▸ PROBLEM DETAILS
Copy all the entries below exactly, but not the pictures.

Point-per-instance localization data
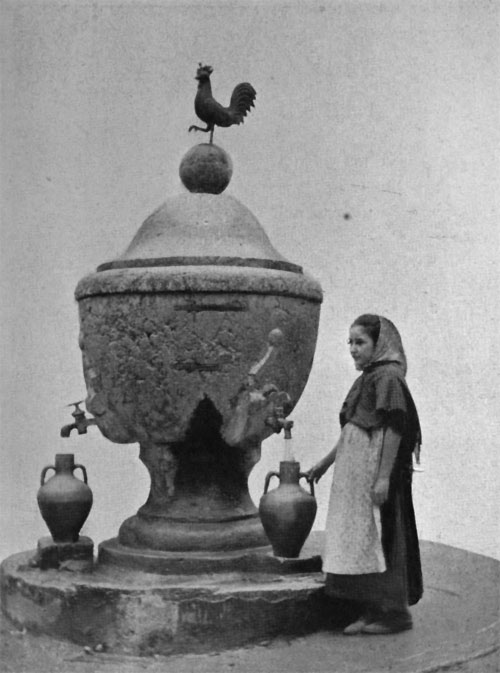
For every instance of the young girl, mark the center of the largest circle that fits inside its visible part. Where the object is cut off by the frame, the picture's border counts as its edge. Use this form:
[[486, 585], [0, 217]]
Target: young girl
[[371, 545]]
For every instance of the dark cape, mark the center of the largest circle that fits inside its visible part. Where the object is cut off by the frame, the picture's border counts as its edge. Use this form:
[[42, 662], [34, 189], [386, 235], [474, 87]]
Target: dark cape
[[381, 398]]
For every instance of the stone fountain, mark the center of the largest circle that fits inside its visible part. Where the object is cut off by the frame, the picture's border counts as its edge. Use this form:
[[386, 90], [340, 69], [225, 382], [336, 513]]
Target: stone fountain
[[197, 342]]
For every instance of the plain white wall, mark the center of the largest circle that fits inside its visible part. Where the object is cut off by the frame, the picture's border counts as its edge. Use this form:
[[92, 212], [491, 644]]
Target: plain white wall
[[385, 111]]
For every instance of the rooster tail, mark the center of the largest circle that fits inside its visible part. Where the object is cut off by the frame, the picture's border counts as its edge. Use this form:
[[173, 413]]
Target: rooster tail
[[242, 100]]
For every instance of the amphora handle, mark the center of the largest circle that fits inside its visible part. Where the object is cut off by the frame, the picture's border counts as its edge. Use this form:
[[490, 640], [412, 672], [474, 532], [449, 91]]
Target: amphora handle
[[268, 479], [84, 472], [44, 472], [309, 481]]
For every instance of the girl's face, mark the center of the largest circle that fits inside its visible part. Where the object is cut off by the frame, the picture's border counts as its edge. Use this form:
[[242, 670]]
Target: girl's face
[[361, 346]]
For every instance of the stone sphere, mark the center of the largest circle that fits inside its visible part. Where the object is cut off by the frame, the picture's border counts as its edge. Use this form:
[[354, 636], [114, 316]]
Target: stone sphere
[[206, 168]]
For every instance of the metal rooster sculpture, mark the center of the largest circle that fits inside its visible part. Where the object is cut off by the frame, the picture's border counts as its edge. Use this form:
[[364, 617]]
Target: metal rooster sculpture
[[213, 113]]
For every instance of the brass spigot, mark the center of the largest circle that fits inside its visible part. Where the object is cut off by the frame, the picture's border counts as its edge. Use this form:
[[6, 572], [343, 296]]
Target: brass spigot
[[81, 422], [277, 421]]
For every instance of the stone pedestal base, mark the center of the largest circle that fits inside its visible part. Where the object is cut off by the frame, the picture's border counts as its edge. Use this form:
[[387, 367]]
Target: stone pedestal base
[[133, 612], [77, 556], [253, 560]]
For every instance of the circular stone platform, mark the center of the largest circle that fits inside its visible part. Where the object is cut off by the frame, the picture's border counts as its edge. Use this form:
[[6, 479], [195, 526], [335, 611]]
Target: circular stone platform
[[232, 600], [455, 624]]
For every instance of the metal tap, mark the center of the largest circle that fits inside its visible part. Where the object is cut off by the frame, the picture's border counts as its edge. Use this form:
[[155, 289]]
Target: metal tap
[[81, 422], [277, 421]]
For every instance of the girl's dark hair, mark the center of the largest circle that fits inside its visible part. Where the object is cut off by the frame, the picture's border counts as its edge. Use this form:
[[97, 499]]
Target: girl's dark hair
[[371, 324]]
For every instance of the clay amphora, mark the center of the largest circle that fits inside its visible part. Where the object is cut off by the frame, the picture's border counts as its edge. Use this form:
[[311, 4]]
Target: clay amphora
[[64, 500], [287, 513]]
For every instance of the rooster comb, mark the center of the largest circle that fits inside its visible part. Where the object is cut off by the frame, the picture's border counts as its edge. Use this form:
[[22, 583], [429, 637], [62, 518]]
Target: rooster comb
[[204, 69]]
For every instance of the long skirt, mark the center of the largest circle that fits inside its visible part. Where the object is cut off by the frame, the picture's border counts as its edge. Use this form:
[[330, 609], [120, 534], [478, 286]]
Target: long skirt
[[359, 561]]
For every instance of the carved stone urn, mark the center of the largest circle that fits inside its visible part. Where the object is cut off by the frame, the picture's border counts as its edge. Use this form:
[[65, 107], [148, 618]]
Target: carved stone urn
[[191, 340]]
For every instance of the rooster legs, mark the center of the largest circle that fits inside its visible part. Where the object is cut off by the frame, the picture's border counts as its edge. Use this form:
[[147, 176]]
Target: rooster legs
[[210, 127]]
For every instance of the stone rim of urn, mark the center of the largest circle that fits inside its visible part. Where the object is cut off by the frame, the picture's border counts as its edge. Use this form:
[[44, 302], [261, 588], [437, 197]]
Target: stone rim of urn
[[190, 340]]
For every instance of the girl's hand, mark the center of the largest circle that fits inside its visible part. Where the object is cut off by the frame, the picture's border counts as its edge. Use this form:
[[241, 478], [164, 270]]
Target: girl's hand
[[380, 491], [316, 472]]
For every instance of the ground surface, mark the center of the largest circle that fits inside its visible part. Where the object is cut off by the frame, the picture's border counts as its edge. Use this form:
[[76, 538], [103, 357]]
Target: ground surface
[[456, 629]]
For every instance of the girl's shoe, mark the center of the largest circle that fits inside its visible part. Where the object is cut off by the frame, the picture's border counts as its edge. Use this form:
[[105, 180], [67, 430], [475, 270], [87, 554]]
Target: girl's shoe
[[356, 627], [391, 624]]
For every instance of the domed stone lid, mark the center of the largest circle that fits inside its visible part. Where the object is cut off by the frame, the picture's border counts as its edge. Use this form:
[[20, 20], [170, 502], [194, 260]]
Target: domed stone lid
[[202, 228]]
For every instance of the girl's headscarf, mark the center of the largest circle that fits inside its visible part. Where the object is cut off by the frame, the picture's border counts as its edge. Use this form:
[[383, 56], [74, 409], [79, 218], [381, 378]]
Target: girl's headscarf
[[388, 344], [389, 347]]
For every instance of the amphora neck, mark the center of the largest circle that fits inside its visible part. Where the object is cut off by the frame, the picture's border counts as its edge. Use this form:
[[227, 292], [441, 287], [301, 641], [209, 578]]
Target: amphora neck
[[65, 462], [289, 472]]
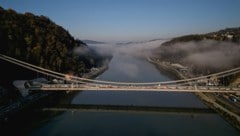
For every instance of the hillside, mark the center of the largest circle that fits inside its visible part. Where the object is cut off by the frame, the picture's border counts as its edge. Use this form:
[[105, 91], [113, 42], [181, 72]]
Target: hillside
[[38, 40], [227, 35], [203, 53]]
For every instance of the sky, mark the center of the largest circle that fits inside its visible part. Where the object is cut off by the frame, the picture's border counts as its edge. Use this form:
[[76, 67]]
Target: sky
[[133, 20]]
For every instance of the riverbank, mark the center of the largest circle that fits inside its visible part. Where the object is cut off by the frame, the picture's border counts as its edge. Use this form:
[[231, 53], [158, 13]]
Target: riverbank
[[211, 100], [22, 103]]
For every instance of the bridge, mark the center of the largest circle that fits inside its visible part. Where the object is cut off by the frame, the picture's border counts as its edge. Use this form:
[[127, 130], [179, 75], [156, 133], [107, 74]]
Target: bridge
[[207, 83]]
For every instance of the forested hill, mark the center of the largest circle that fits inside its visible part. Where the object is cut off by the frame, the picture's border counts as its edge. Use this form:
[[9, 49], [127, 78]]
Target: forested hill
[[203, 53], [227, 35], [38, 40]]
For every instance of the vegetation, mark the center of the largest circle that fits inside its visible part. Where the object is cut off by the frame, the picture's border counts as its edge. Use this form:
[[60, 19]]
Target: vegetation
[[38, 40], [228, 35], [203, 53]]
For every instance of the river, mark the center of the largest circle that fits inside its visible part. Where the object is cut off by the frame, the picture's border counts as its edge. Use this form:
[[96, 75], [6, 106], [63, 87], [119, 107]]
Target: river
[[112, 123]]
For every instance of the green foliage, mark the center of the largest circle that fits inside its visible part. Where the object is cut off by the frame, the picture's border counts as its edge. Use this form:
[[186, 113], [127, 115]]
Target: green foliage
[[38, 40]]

▸ WRITTEN SOLUTION
For every instance of the young girl, mark the center of the largest circle that fits inside its visible part. Where the object is cut off by the frame, the picture's border counts as its edge. Use this form:
[[486, 585], [0, 217]]
Target: young girl
[[371, 545]]
For every instance of the dark cape, mark the center of the largest circle that fits inside its visible part. Where the object is cut off by the frame, the picture's border counts as its edge. Use this form:
[[42, 662], [34, 189], [386, 235], [474, 87]]
Target: dark cape
[[381, 398]]
For every instance of the stone fountain, mark the center of the largest circle that fits inside its visible part. Where the object is cut off by the frame, the picture's border counts as its edge. Use this form:
[[386, 90], [340, 69], [225, 382], [336, 513]]
Target: stone fountain
[[197, 342]]
For every instance of the plain white wall, mark the center of the largest circle that fits inside its visible part. Where the object is cut off by the frame, the picture's border counts as its edge. Use this form:
[[92, 212], [491, 644]]
Target: plain white wall
[[385, 111]]
For every instance of the rooster tail, mark the center of the largest circle that fits inside its visible part. Where the object is cut off by the frame, the picture's border counts as its edge. Use this form:
[[173, 413]]
Target: rooster tail
[[242, 100]]
For every instance of the amphora handle, mark the center of the largest circle that fits inside its visible part. Where the object is cut off by the frame, the picture's border counts as its edge. Use this form:
[[490, 640], [412, 672], [474, 532], [449, 91]]
Target: amphora handle
[[268, 479], [84, 472], [44, 472], [309, 481]]
For every instance of the girl's face, mark the center of the largest circle that fits inside its visible part. Where the object is cut off by the frame, the picture's border counts as its edge. Use this form:
[[242, 670]]
Target: girl's face
[[361, 346]]
For every instance of the stone sphere, mark the center of the largest circle that fits inside its visible part. Where the object is cut off by the frame, the picture's border counts as its edge. Use this form:
[[354, 636], [114, 316]]
Target: stone sphere
[[206, 168]]
For every instance of the metal rooster sculpture, mark the center of the largest circle that fits inside its visible part. Where the object is cut off by the frame, the picture's border counts as its edge. Use this form:
[[364, 617]]
Target: metal rooster sculpture
[[213, 113]]
For every instance of the brass spigot, mark the center of the largest circle that fits inside its visible part. Where the object is cut off by the frame, the picture's border counts as its edge. Use this form:
[[6, 572], [343, 296]]
Target: brass spigot
[[81, 422], [277, 421]]
For every instance of the stone pedestal base, mark the center of the largest circle that fits inside its visible part. Where the object is cut off by the frame, the picture's border counts as its edge. Use this form:
[[387, 367]]
Target: stone pedestal base
[[133, 612], [77, 556], [253, 560]]
For every instance of the circular stone platform, mark the center of the largest circle that fits inside its visible part. Where the object is cut off by the frame, the picture's border counts as its edge. Use this form:
[[6, 479], [195, 526], [335, 611]]
Target: circular stone platform
[[232, 600], [455, 624]]
For every instance of the metal tap, mark the center of the largest circle that fits inside its visible part. Where the object is cut off by the frame, the picture's border counts as its edge. Use this form:
[[155, 289]]
Target: metal tap
[[81, 422], [277, 421]]
For every instance of the girl's dark hair, mark the center of the largest circle that fits inside its visible part. Where the object is cut off by the frame, the picture's border counts as its edge. Use this form:
[[97, 499]]
Target: girl's dark hair
[[371, 324]]
For every instance of the clay amphora, mark the center of the largest circle that fits inside its visible part. Where the object is cut off by the frame, the picture's border counts as its edge. Use this form:
[[311, 4]]
Target: clay amphora
[[64, 500], [287, 513]]
For every instance of the rooster comb, mark the center of the largest circle that fits inside its visible part. Where the object is cut off by the frame, the picture's border counts as its edge. Use this form:
[[22, 583], [429, 637], [62, 518]]
Target: rooster comb
[[204, 69]]
For every instance of the long skirt, mark the center of the largest circle that fits inside its visible part. Where the object is cut off by the frame, the picture's border counts as its edge. Use this form:
[[330, 609], [120, 534], [478, 286]]
Target: long skirt
[[359, 561]]
For every instance of the carved stone urn, mark the center of the largest circle that fits inside its visible part. Where the object is cut off by the frame, the picture's border counts as its edge. Use this form:
[[65, 107], [148, 618]]
Target: carved stone urn
[[191, 340]]
For every instance of the rooster legs, mark the center of the largest circle that fits inside its visible part. Where the object is cut off by the frame, the picture's border counts as its edge. Use this form:
[[147, 176]]
Target: rooster legs
[[210, 127]]
For every instance of the stone rim of urn, mark the center of the largest circle that fits inside its visible part. Where the object is cut off by the frame, the picture's border counts as its edge. Use this form:
[[44, 302], [261, 588], [437, 197]]
Target: stone rim of urn
[[190, 340]]
For every instance of the girl's hand, mark the center of the largest circle that fits inside its visible part. Where the object is cut off by the frame, the picture's border counts as its edge. Use this form:
[[241, 478], [164, 270]]
Target: girl's hand
[[380, 491], [316, 472]]
For every instance of the ground surface, mark the center of the largest circle that fits inside its visible part. Where the object is cut off by the frame, the picture's border counts as its edge. Use this form:
[[76, 538], [103, 357]]
Target: ground surface
[[456, 629]]
For every instance of the girl's shoe, mark the center of the largest circle that fits inside its visible part. Where the object is cut off by the frame, the picture's border counts as its edge. Use this form:
[[105, 180], [67, 430], [475, 270], [87, 554]]
Target: girl's shoe
[[356, 627], [391, 624]]
For every instance of the domed stone lid, mark the center of the largest circle that fits inside its visible part. Where the object is cut off by the frame, the picture's border counts as its edge. Use this form:
[[20, 20], [170, 502], [194, 260]]
Target: domed stone lid
[[202, 228]]
For every instance of the girl's headscarf, mark the center of the largest circle that fits inside its visible part. Where the object is cut off by the frame, the picture's border counts as its edge. Use this form:
[[383, 56], [74, 409], [79, 218], [381, 378]]
Target: girl's headscarf
[[388, 344], [389, 347]]
For every instance of the amphora neck, mark the center of the largest circle that fits inside its visible part. Where the object is cut off by the frame, the picture's border counts as its edge. Use this form:
[[227, 292], [441, 287], [301, 641], [209, 578]]
Target: amphora neck
[[65, 462], [289, 472]]
For every instance of the hillside, mark the center of the largest circle that fits inside its visible part. Where the object is cut off by the frame, the picture's border counts as its edge. Use this form:
[[105, 91], [113, 42], [181, 72]]
Target: hillside
[[38, 40], [227, 35], [203, 53]]
For every instance of the sky, mark the center of the largest circle that fits inside its visible part. Where the object is cut off by the frame, the picture's border counts as its edge. Use this form:
[[76, 67]]
Target: sky
[[133, 20]]
For every instance of the riverbank, mark the center of the largest circle that fits inside its visible part. Where the object is cut off by the frame, the picture's border counts as its edge. Use this form:
[[231, 53], [158, 13]]
Target: riverbank
[[211, 100], [22, 103]]
For every instance of the bridge, mark the center of the largest circle that fits inside its visible part. Where the object is cut off by the frame, the picture's border counts as its edge. Use this form:
[[127, 130], [179, 75], [156, 133], [107, 74]]
Target: bridge
[[207, 83]]
For every instance of the forested hill, mark the center of the largest circle that fits inside its visible part. Where the object is cut off by the frame, the picture's border counts as its edge. Use this form:
[[9, 49], [127, 78]]
Target: forested hill
[[203, 53], [227, 35], [38, 40]]
For every instance of the vegetation, mark the center of the largest circle that fits inside its visible part. Where the object is cut off by the frame, the picture's border counts as its edge. Use this form:
[[60, 19]]
Target: vegetation
[[38, 40], [228, 35], [203, 53]]
For every instance of the river, mark the center of the largest circle that fits inside its visible part. Where the object is cut off by the frame, the picture's border counts as its edge. Use this form:
[[96, 75], [6, 106], [63, 87], [119, 107]]
Target: river
[[112, 123]]
For every instance of the green foliage, mark the center of the largest circle that fits inside its visible part. Where the object is cut off by the frame, the picture's border counts as its edge. Use this form:
[[186, 113], [127, 115]]
Target: green foliage
[[38, 40]]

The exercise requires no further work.